**EXERCISE DIRECTIONS**: Can you reproduce, word for word, the rows starting at the line that contains "Reviewer note: every instance of the woman" and ending at the line that contains "column 275, row 683", with both of those lines included?
--- Start of SOURCE MATERIAL ---
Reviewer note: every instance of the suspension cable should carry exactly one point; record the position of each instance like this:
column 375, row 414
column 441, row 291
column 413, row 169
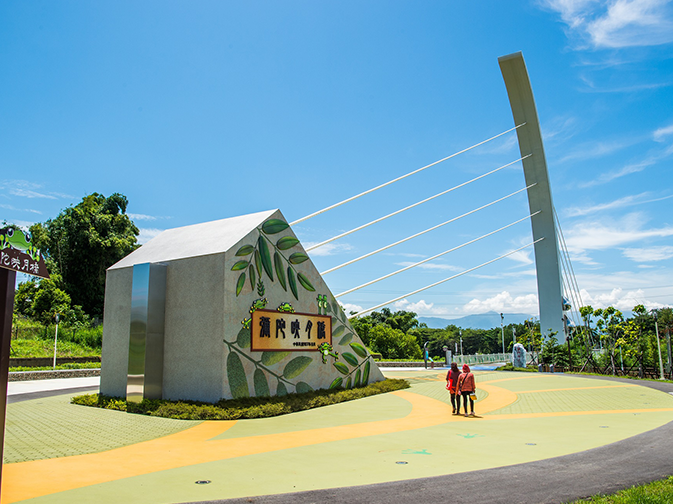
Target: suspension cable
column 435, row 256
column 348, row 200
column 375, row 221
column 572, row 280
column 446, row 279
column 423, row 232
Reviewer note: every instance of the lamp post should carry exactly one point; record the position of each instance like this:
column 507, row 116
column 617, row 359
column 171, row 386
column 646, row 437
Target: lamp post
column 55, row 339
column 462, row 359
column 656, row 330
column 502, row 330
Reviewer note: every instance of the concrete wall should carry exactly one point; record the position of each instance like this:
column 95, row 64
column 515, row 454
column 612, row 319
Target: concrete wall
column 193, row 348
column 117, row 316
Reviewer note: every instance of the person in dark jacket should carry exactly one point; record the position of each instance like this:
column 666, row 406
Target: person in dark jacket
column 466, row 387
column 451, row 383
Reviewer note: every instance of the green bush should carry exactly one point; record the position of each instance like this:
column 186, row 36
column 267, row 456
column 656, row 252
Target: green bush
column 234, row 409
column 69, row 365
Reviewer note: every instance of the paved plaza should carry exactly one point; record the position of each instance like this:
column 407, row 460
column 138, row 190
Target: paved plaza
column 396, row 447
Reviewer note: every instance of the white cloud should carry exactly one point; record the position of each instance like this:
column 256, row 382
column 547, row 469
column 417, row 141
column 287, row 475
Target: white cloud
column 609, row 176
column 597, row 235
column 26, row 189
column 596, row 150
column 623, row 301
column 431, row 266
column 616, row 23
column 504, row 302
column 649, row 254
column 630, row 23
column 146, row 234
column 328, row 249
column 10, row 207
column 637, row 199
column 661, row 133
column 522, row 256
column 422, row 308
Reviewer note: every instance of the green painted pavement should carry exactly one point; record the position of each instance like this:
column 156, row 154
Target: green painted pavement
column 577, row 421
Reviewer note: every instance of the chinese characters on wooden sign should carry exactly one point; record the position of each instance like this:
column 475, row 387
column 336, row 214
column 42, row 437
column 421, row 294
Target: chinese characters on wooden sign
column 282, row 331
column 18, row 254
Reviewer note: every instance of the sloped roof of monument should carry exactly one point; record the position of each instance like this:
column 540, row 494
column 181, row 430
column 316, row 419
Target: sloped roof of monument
--- End of SOURCE MATERIAL ---
--- Start of SOURCE MATERIAL ---
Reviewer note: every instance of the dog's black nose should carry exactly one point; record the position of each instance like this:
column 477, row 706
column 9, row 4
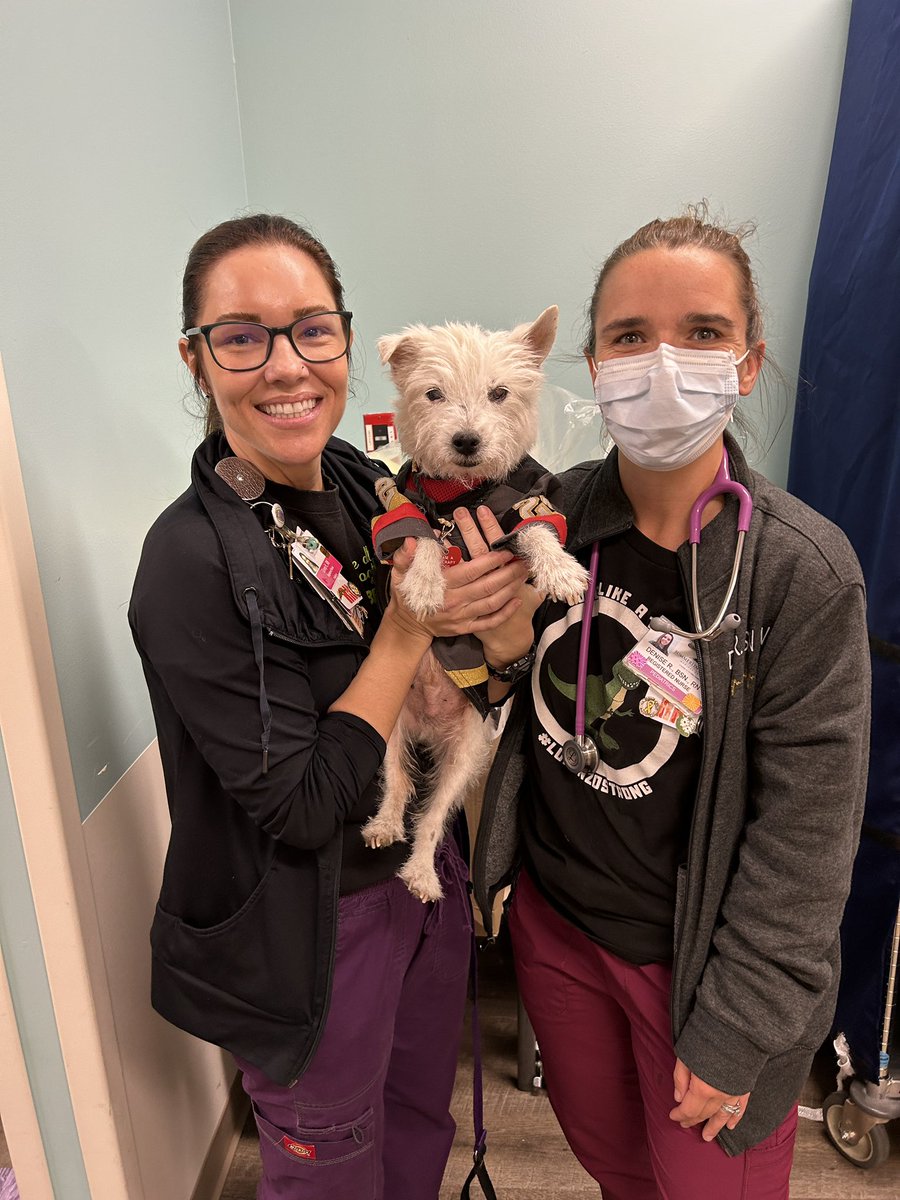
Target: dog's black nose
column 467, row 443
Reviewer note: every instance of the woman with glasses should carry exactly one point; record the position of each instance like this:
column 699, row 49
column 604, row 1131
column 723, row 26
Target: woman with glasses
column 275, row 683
--- End of SOURCE MATERIAL ---
**WORKED SOLUTION**:
Reviewer note: every instance of the woman with glasses should carry exactly one point; record the position of each instance like this:
column 699, row 49
column 604, row 1131
column 723, row 26
Target: woman with glasses
column 275, row 683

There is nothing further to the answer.